#### [AIM OF THE TASK]
Repeat every entry in full. Match each line exactly.

--- START ---

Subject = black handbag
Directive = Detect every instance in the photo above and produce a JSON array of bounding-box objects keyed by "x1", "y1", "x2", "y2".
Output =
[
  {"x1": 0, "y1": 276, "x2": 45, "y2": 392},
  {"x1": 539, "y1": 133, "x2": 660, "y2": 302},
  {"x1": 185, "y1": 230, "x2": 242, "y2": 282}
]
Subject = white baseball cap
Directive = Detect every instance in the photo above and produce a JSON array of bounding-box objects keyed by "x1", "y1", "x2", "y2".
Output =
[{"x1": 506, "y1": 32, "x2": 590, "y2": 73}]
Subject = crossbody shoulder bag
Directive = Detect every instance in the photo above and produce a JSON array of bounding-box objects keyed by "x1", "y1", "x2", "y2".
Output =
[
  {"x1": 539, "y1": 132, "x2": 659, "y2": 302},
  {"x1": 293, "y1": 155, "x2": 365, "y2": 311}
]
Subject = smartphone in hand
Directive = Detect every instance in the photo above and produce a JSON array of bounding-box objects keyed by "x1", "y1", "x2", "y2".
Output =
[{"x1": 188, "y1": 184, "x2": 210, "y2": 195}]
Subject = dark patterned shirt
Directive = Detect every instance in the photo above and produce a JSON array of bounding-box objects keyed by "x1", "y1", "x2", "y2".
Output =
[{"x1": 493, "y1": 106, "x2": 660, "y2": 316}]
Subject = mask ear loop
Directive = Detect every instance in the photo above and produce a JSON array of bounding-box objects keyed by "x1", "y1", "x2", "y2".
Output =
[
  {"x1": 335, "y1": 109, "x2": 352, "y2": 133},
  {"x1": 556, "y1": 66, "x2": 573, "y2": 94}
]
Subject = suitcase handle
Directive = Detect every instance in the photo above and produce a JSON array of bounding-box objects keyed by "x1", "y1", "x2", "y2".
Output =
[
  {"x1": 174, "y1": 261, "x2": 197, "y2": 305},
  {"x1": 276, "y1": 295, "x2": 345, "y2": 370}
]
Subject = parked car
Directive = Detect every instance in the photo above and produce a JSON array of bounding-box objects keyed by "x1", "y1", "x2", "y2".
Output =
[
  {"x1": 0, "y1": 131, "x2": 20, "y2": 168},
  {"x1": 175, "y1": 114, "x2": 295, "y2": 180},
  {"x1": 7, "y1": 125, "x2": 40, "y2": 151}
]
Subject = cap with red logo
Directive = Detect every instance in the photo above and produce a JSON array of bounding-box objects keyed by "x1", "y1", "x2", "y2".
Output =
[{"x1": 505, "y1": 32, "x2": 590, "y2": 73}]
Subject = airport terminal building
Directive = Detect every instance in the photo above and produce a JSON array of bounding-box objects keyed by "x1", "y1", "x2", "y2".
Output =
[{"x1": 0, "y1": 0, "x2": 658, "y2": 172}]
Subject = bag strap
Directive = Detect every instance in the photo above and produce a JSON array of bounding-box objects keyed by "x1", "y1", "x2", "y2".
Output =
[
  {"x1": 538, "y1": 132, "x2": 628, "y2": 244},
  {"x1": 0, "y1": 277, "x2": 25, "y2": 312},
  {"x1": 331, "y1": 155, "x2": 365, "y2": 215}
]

--- END ---

#### [WRITTEN SOLUTION]
Subject = black handbag
Directive = Detect every instance in the photo above and produce a JSON array of bounding-box objects keyed by "x1", "y1", "x2", "y2".
Output =
[
  {"x1": 0, "y1": 276, "x2": 45, "y2": 392},
  {"x1": 539, "y1": 133, "x2": 660, "y2": 302},
  {"x1": 185, "y1": 230, "x2": 242, "y2": 282}
]
Subject = white baseball cap
Directive = Detect every instance in the photo above and produce a JSON array of bounding-box objects keyed by "x1", "y1", "x2", "y2".
Output =
[{"x1": 506, "y1": 32, "x2": 590, "y2": 73}]
Subject = crossbody shoulder bag
Directive = Detect every instance in the photo above and produce a JSON array of bounding-box objects keyed by "x1", "y1", "x2", "y2".
Output =
[
  {"x1": 539, "y1": 132, "x2": 659, "y2": 302},
  {"x1": 293, "y1": 155, "x2": 365, "y2": 311}
]
Subject = smartphone in hand
Directive = Detect every instance in the photo above and produce a JSON array of bounding-box objects keyed by "x1", "y1", "x2", "y2".
Output =
[{"x1": 188, "y1": 184, "x2": 210, "y2": 195}]
Subject = dark patterned shirt
Directive = Detect every instance in the photo above and produce a JSON array of bounding-box objects keyed by "x1", "y1", "x2", "y2".
Output =
[{"x1": 493, "y1": 106, "x2": 660, "y2": 316}]
Subject = mask ear loop
Directive = Detect every instance in the photo above and produce a JSON array of bounding-box objects keyed by "x1", "y1", "x2", "y2".
Output =
[
  {"x1": 335, "y1": 109, "x2": 352, "y2": 133},
  {"x1": 556, "y1": 66, "x2": 573, "y2": 94}
]
Subject = suitcase handle
Directive = Detect every instance in the photo above and produce a JSON array of bounding-box objects keyed by "x1", "y1", "x2", "y2".
Output =
[
  {"x1": 174, "y1": 261, "x2": 197, "y2": 305},
  {"x1": 276, "y1": 295, "x2": 345, "y2": 370}
]
Subject = parked car
Directive = Detect every instance in the photo above and produce a JSON array of bounding-box objects keyed by "x1", "y1", "x2", "y2".
Output =
[
  {"x1": 0, "y1": 131, "x2": 20, "y2": 168},
  {"x1": 175, "y1": 114, "x2": 295, "y2": 180},
  {"x1": 7, "y1": 125, "x2": 40, "y2": 151}
]
Subject = cap with red logo
Directive = Detect every instance in the photo above and produce a JSON array of bounding-box objects keyed by "x1", "y1", "x2", "y2".
Output =
[{"x1": 505, "y1": 32, "x2": 590, "y2": 73}]
Subject = airport terminal building
Directive = Detect every instance in the photo above and produce a JSON array of bounding-box objects keyed by "x1", "y1", "x2", "y2".
Output =
[{"x1": 0, "y1": 0, "x2": 658, "y2": 172}]
Subject = bag strap
Directive = Detect every instance in the photo above and produce a JSON array of bounding-box objects keyed by "x1", "y1", "x2", "y2".
Output =
[
  {"x1": 538, "y1": 132, "x2": 628, "y2": 244},
  {"x1": 0, "y1": 277, "x2": 25, "y2": 312},
  {"x1": 331, "y1": 155, "x2": 365, "y2": 215}
]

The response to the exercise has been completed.